─── EXTRACTED ENTRIES ───
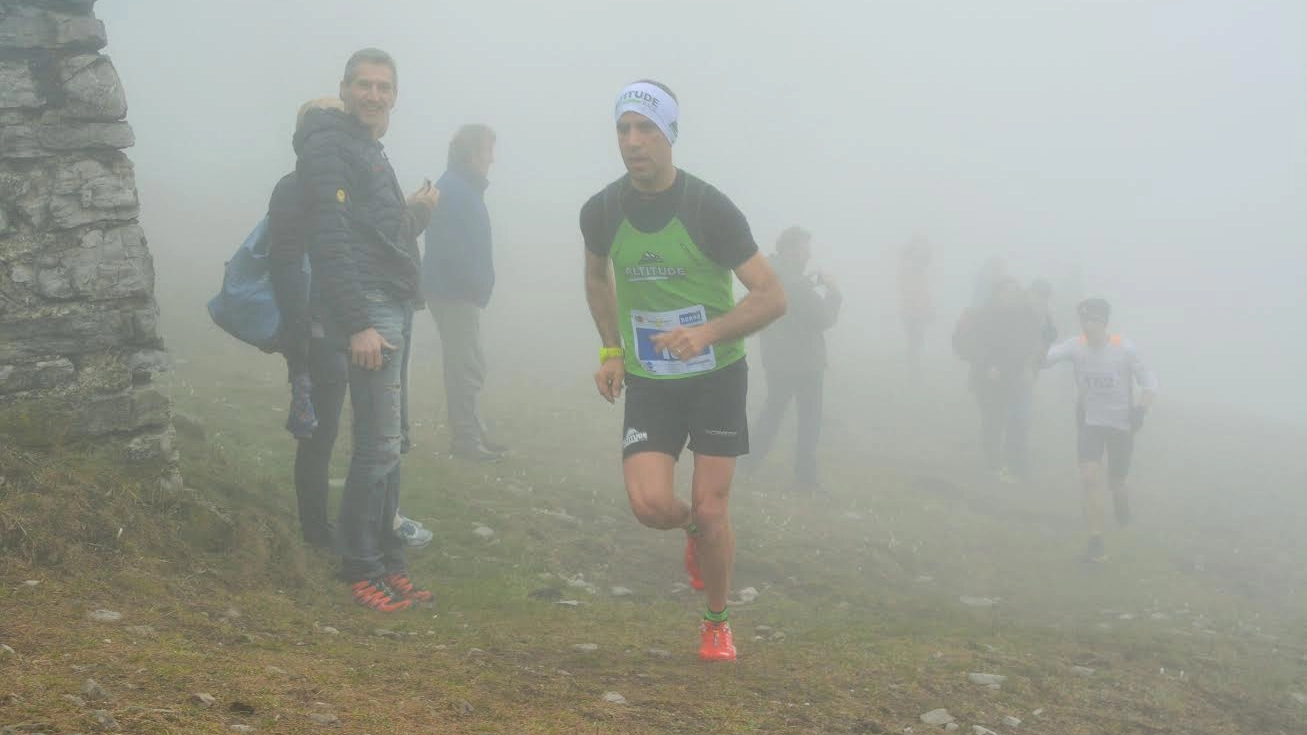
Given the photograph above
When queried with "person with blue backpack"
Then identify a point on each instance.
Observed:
(363, 292)
(264, 302)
───
# ABOUT THIS EXERCISE
Print each record exactly as it stands, skipping the pictures.

# OUTPUT FOR THIS TASK
Given the photograph above
When queried with "person with blue backpack"
Then identify a point on each instance.
Observed:
(363, 292)
(264, 302)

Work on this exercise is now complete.